JOBS:
[1] Summarize the text on Intel hardware-assisted virtualization for the Android emulator in two sentences.
[2] Write the next part of the text on speeding up the Intel Android x86 emulator on Linux, starting after its final sentence.

TEXT SEGMENT:
How to Start Intel Hardware-assisted Virtualization (hypervisor) on Linux to Speed-up Intel Android x86 Gingerbread Emulator

The Intel Hardware Accelerated Execution Manager (Intel® HAXM) is a hardware-assisted virtualization engine (hypervisor) that uses Intel Virtualization Technology (VT) to speed up Android app emulation on a host machine. In combination with Android x86 emulator images provided by Intel and the official Android SDK Manager, HAXM allows for faster Android emulation on Intel VT enabled systems. HAXM for both Windows and IOS are available now.

Since Google mainly support Android build on Linux platform (with Ubuntu 64-bit OS as top Linux platform, and IOS as 2nd), and a lot of Android Developers are using AVD on Eclipse hosted by a Linux system, it is very critical that Android developers take advantage of Intel hardware-assisted KVM virtualization for Linux just like HAXM for Windows and IOS.

DATA PROVIDED:

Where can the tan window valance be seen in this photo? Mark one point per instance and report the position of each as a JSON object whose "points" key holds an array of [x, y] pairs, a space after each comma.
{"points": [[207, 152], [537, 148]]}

EXPECTED RESULTS:
[1] Intel HAXM is a hardware-assisted virtualization engine that uses Intel Virtualization Technology to speed up Android app emulation on a host machine, and together with Intel's Android x86 emulator images and the Android SDK Manager it enables faster emulation on systems with Intel VT enabled. Because Google mainly supports Android builds on Linux and many Android developers run AVD in Eclipse on Linux, it is critical that they use Intel hardware-assisted KVM virtualization on Linux.

[2]
Below are the quick step-by-step's on how to install, enable KVM  on Ubuntu host platform and  start Intel Android x86 Gingerbread emulator with Intel hardware-assisted virtualization (hypervisor). The result is very pleasing and AVD runs significantly faster and smoother than without hypervisor

KVM Installation

I referred the instructions from Ubuntu community documentation page. to get KVM installed.To see if your processor supports hardware virtualization, you can review the output from this command:

$ egrep -c '(vmx|svm)' /proc/cpuinfo

I got 64. If 0 it means that your CPU doesn't support hardware virtualization.

Next is to install CPU checker:

$ sudo apt-get install cpu-checker

Now you can check if your cpu supports kvm:


If you see:
"INFO: Your CPU supports KVM extensions
INFO: /dev/kvm exists
KVM acceleration can be used"

It means you can  run your virtual machine faster with the KVM extensions.

If you see:
"INFO: KVM is disabled by your BIOS
HINT: Enter your BIOS setup and enable Virtualization Technology (VT),
and then hard poweroff/poweron your system
KVM acceleration can NOT be used"

You need to go to BIOS setup and enable the VT.

Use a 64 bit kernel

Running a 64 bit kernel on the host operating system is recommended but not required.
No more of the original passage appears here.